Work to complete — Carry on the forum thread below about YATE, the JavaScript templating engine, from the point where it stops.

Extracted text —
YATE, JavaScript Templating - rkanadam

We played around with Greg Borenstein's $.srender  (based on John Resig's JS templates) and Rizqi Ahmad's chain.js (http://wiki.github.com/raid-ox/chain.js/demos). We liked chain.js's syntax but wanted $.srender's speed. In addition to which we were looking for something that would be valid XML / XHMTL so that the page could be previewed before actually running the template itself. So Jeff came up with YATE (http://labs.mudynamics.com/2010/03/19/yate-javascript-templating-engine-for-agile-ui-development/), Yet Another Templating Engine.<p>Would appreciate your feedback.
======
grayrest
I, at least, would prefer you link the article directly instead of making it a
pseudo-ask HN. That said...

Overall, I think it's pretty neat and not too far off what I've been thinking
about doing for a in-browser templating language. I think you could get the
syntax looking cleaner if you were to model it after one of the Python TALs,
e.g. Genshi [1].

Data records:
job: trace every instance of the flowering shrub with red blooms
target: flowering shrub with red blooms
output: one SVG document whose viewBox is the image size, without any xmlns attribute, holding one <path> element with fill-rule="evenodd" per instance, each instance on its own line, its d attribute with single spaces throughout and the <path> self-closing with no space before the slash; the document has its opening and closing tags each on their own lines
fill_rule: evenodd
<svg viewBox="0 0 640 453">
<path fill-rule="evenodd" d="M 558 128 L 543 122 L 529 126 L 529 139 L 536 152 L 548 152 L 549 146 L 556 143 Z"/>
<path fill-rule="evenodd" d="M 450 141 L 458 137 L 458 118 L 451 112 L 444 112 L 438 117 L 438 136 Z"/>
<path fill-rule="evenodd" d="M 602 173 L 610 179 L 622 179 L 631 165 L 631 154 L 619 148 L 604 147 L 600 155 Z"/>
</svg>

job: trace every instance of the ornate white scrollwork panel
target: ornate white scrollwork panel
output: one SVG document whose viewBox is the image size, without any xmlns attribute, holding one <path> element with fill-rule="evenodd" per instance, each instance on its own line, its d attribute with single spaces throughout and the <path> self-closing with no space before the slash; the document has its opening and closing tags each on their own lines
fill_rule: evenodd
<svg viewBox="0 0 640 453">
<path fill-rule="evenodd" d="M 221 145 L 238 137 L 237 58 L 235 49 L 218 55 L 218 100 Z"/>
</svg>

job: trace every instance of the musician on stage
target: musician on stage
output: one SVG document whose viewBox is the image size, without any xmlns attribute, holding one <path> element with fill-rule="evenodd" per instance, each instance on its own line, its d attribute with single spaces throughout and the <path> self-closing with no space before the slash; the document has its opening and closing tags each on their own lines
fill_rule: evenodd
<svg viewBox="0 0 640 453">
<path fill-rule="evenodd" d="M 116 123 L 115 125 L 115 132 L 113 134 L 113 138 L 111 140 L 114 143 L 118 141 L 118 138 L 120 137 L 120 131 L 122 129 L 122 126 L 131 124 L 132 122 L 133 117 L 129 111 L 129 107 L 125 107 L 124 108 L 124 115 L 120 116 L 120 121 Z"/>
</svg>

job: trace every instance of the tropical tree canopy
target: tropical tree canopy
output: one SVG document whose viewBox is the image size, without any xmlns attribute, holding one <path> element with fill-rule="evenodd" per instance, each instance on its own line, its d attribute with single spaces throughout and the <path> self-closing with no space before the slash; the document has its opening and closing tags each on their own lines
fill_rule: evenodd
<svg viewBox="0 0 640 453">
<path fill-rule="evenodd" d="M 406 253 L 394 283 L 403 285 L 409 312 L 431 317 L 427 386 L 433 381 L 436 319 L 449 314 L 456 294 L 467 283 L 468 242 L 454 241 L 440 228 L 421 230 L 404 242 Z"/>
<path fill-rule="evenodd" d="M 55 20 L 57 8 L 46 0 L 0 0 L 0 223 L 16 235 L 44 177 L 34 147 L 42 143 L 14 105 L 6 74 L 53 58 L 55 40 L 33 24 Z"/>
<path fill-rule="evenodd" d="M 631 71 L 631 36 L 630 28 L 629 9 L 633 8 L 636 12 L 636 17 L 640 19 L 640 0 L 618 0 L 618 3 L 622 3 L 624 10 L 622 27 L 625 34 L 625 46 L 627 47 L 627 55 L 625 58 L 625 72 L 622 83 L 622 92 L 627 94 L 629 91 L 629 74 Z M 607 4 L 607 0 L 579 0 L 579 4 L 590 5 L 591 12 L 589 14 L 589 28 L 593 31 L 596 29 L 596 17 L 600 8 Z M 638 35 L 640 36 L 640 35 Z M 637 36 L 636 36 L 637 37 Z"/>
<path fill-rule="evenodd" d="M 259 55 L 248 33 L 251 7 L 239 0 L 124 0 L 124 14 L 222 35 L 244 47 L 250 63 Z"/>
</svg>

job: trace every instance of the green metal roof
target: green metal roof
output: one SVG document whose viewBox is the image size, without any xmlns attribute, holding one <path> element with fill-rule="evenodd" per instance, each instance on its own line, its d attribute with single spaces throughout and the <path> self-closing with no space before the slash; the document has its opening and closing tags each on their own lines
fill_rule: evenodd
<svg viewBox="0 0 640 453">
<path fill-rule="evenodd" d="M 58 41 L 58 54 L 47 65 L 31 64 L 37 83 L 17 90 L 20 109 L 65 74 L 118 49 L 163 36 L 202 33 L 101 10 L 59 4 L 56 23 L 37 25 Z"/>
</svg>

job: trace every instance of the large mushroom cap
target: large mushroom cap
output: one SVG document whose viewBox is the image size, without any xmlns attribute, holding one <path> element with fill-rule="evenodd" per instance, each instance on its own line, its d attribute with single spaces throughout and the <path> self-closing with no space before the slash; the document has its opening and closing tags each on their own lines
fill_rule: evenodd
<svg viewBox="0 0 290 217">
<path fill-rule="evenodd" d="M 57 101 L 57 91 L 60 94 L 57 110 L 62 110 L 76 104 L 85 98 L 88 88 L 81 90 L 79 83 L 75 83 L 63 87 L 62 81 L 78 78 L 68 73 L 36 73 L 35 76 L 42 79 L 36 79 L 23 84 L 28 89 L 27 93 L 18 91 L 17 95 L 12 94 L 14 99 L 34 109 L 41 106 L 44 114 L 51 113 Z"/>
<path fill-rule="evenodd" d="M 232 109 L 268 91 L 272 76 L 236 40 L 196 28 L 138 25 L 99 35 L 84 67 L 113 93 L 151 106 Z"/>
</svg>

Final answer —
[1] <http://genshi.edgewall.org/>

It'd look something like:

    
    
        <tr class="content-row">
            <td style="text-align:left;">
                <a href="${link|'#'}" yt:content="title">Atlantis</a>
            </td>
            <td yt:content="status.queuenum">-</td>
            <td yt:content="status.progress">
                <div class="bar_container">
                    <div class="bar_inner"></div>
                </div>
            </td>
            <td><span yt:replace="date">03/10/2010</span></td> <!-- using replace just to show it -->
        </tr>
    

I'm particularly fond of having filter functions in a templating language
(number formatting, whitespace stripping, etc), so I've switched to my
preferred string interpolation sequence and tossed in `|` as the filter
separator and the single quoted string as the default when the data is null or
undefined (sytax comes from jsontemplate). If you wanted to keep the complete
separation, copying mustache's `{{variable}}` syntax wouldn't hurt. I'd
suggest that yt:content/replace leave their values alone when null/undefined.

Finally, I'm confused about why remove is part of the language. In the similar
languages I've worked with, it's called 'when' and takes a boolean so that you
can do simple branching.